SUPPLIED RECORDS:

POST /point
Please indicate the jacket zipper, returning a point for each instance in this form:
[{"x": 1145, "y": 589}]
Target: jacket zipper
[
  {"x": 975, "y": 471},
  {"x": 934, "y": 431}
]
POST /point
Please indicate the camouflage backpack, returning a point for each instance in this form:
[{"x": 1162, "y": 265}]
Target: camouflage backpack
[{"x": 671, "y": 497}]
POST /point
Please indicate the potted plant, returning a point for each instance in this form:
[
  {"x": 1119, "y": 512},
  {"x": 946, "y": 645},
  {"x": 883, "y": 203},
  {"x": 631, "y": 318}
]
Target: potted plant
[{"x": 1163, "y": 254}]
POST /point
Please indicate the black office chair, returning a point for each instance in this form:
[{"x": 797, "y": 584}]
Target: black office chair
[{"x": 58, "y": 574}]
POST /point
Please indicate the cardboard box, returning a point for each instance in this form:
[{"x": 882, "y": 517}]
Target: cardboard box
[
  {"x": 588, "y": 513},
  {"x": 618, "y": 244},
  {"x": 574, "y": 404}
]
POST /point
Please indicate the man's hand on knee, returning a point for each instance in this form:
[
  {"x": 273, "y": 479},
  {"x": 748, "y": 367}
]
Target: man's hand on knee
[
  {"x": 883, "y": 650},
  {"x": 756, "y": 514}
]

REQUIRED WORK:
Check each line of the records above for the string "returning", and report every line that has it.

OUTPUT:
Please indicate the jacket zipper, returning a point for each instance in this form:
Please indicate the camouflage backpack, returning a point for each instance in this form:
Please indicate the potted plant, returning a point for each instance in this form:
Please indicate the black office chair, returning a point for each instance in this form:
Please indicate the cardboard box, returning a point for each instance in this form:
Please indicate the man's hand on knee, returning a point for each instance in this form:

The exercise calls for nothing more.